§ **Description of the task**
Rewrite the entries below, swapping "wooden" for "timber" wherever it occurs and leaving everything else as it is.

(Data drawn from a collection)
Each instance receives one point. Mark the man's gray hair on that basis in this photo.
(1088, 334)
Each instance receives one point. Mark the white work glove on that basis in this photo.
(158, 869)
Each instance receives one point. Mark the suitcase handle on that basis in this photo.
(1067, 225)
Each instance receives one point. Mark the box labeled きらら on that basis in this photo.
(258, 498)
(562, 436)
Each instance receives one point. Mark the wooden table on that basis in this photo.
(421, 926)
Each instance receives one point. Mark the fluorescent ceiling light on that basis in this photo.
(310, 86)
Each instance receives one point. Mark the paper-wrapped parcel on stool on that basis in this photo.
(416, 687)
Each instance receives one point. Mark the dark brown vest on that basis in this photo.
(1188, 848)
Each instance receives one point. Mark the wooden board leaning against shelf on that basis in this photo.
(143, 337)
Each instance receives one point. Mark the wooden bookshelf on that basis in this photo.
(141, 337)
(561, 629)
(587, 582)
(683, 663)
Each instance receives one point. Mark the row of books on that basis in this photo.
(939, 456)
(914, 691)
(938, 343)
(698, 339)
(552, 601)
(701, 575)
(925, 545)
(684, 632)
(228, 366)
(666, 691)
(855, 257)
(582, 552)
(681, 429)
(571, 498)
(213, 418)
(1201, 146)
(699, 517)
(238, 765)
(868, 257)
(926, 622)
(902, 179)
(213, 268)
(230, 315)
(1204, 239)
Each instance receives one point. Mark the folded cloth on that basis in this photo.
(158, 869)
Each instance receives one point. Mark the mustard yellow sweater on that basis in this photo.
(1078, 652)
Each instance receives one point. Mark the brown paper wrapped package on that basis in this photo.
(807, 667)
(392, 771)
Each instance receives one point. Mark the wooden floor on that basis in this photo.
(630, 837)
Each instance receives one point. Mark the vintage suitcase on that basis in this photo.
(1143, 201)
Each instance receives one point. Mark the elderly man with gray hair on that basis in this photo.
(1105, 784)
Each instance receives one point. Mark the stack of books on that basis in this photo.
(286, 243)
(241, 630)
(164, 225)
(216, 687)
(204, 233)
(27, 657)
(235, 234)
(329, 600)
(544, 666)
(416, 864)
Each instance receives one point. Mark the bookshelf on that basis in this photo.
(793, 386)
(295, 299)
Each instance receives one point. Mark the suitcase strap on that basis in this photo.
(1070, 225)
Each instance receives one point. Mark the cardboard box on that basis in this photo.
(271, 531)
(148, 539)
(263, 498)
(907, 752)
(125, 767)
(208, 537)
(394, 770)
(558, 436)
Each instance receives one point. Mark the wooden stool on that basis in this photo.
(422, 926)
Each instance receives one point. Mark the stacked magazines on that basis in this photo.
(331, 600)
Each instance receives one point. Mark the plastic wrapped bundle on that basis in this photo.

§ **Final result**
Each instance receives one point. Mark the man's gray hair on that basis in this photo.
(1088, 334)
Each instance receives one point. Mark the white work glove on that basis in this photo.
(158, 869)
Each instance receives one point. Mark the suitcase handle on that basis in this photo.
(1067, 225)
Each instance receives one point. Mark the box labeled きらら on that basis in this photo.
(258, 498)
(562, 436)
Each instance receives one point. Mark the timber table on that basis in this photo.
(421, 926)
Each instance receives one point. Mark the fluorescent ceiling light on that basis in this photo.
(310, 86)
Each instance receives one point. Mark the paper-wrapped parcel on stool on that basis in this photo.
(416, 687)
Each instance receives one point. Mark the dark brown vest on that basis in this photo.
(1188, 848)
Each instance receives one point. Mark the timber board leaning against shelf on that basis in this photo.
(143, 337)
Each instance receives one point. Mark the timber bookshelf on that basis in this photo.
(141, 337)
(561, 629)
(587, 582)
(683, 663)
Each instance receives one point. Mark the row of books on that basis in this photo.
(939, 456)
(914, 691)
(938, 343)
(698, 339)
(552, 601)
(701, 575)
(925, 545)
(684, 632)
(228, 366)
(666, 691)
(855, 257)
(582, 552)
(681, 429)
(571, 498)
(213, 418)
(1201, 146)
(699, 517)
(238, 765)
(868, 257)
(926, 622)
(902, 179)
(213, 268)
(230, 315)
(1204, 239)
Each instance receives one point. Mark the folded cloth on that basis in this photo.
(158, 869)
Each instance receives one point. Mark the mustard yellow sweater on that basis in this photo.
(1078, 652)
Each instance receives one point. Mark the brown paper wrapped package on that basis in this photo.
(807, 667)
(392, 771)
Each instance receives one point. Mark the timber floor on that basis in this photo.
(630, 837)
Each instance receives one point. Mark the vintage suitcase on that basis in this photo.
(1143, 201)
Each instance receives one point. Mark the elderly man with gray hair on that basis in this photo.
(1105, 784)
Each instance receives one point. Mark the stack of books on that basis in this photo.
(286, 243)
(241, 630)
(164, 225)
(216, 687)
(204, 233)
(27, 657)
(235, 234)
(329, 600)
(544, 666)
(416, 864)
Each instance receives one point. Mark the bookshelf on that basis in this photo.
(793, 386)
(295, 299)
Each instance receives one point. Mark the suitcase strap on that basis in this photo.
(1070, 225)
Each instance receives one point. Mark the cardboard box on that basis in this photo.
(271, 531)
(148, 539)
(263, 498)
(907, 752)
(125, 767)
(208, 537)
(394, 770)
(558, 436)
Each instance receives one point. Mark the timber stool on that basis in this photo.
(422, 926)
Each instance receives one point. Mark the stacked magazines on that basis in this photo.
(331, 600)
Each instance receives one point. Mark the plastic wrapped bundle on that basis in this photo.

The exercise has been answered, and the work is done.